▶ [Opdracht A]:
Met welk land vergelijkt het fragment de lengte van het Maleisische deel van Borneo?
▶ [Opdracht B]:
Haal de tekst tussen "Maleisisch Borneo en" en "zijn ondoordringbare jungle.", beide inbegrepen, letterlijk uit het fragment.

▶ [Fragment]:
────

Maleisisch Borneo en Brunei

Oké, na 9 jaar ben ik weer terug in Maleisië. Deze keer ben ik niet aangekomen op het vasteland, maar op Maleisisch Borneo, de noordkant van Borneo, het derde grootste eiland ter wereld. Groter dan Frankrijk en groter dan Duitsland. Het Maleisische gedeelte kan worden vergeleken met de lengte van Noorwegen, wat nog steeds aanzienlijk groot is. Als je ergens heen wilt, behalve naar de kuststeden, moet je gewoon vliegen, omdat het bekend staat om zijn ondoordringbare jungle.

────

▶ [Getoond materiaal]:

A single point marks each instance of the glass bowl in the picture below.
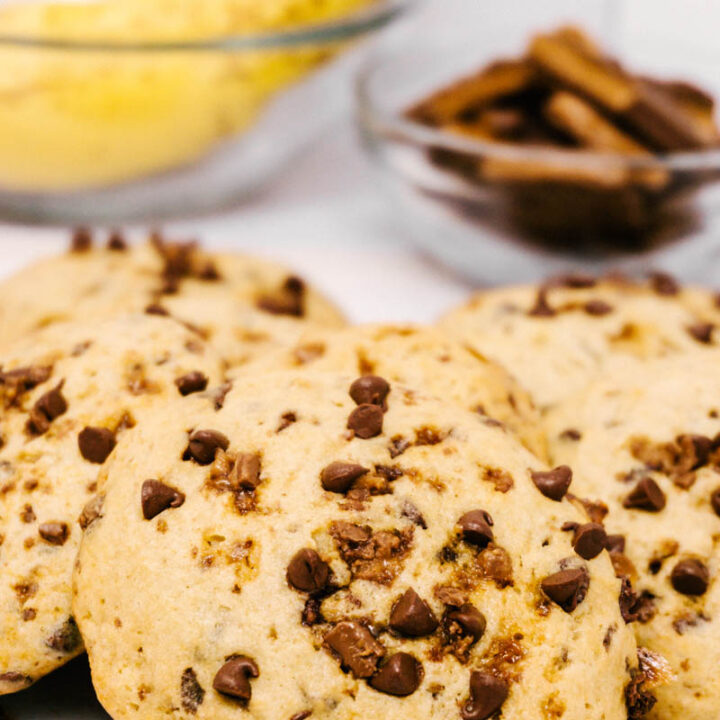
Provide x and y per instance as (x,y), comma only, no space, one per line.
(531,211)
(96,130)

────

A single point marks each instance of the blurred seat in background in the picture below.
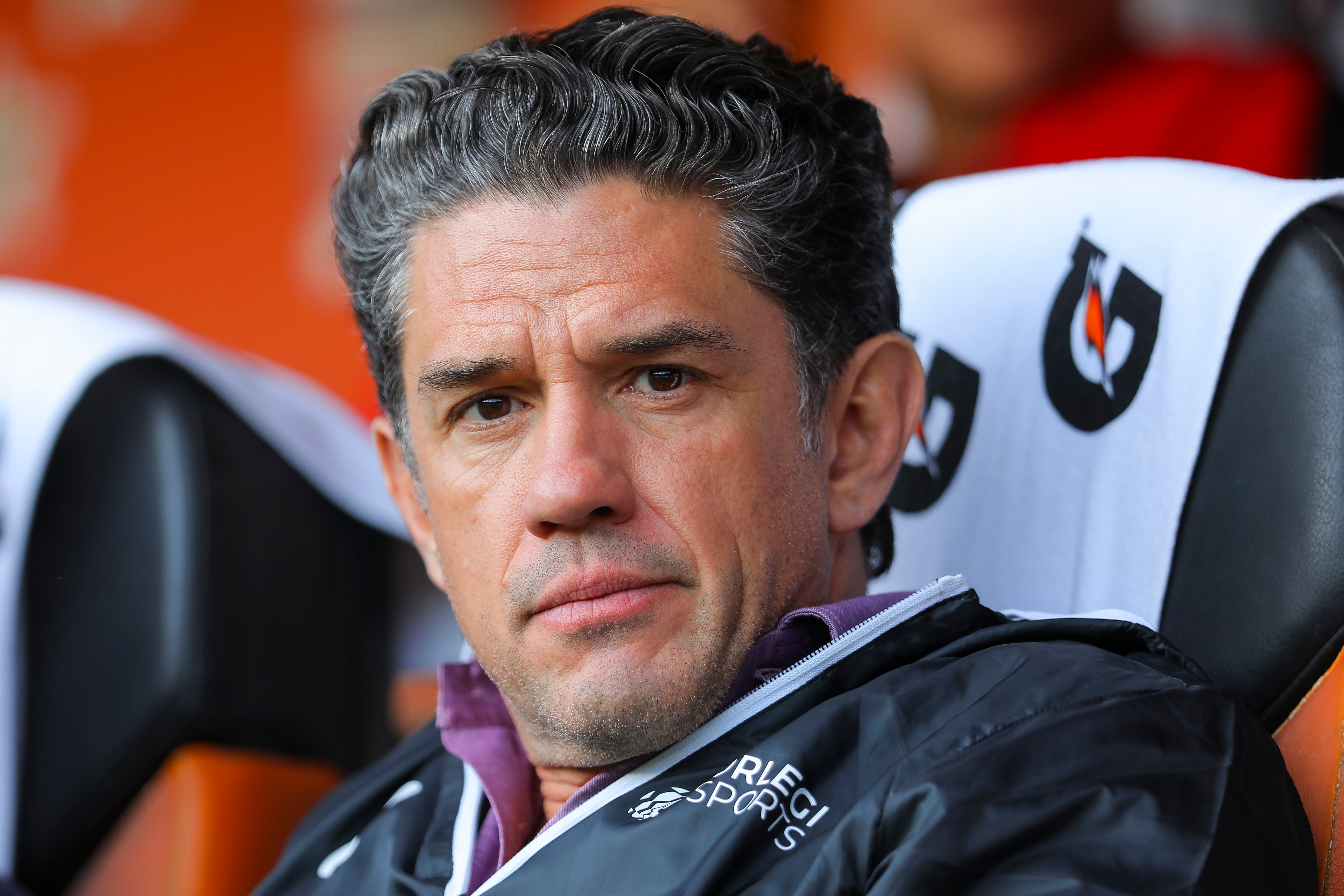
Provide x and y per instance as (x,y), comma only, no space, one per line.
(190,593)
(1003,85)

────

▶ [Uitwerking A]:
Met Noorwegen.

▶ [Uitwerking B]:
Maleisisch Borneo en Brunei

Oké, na 9 jaar ben ik weer terug in Maleisië. Deze keer ben ik niet aangekomen op het vasteland, maar op Maleisisch Borneo, de noordkant van Borneo, het derde grootste eiland ter wereld. Groter dan Frankrijk en groter dan Duitsland. Het Maleisische gedeelte kan worden vergeleken met de lengte van Noorwegen, wat nog steeds aanzienlijk groot is. Als je ergens heen wilt, behalve naar de kuststeden, moet je gewoon vliegen, omdat het bekend staat om zijn ondoordringbare jungle.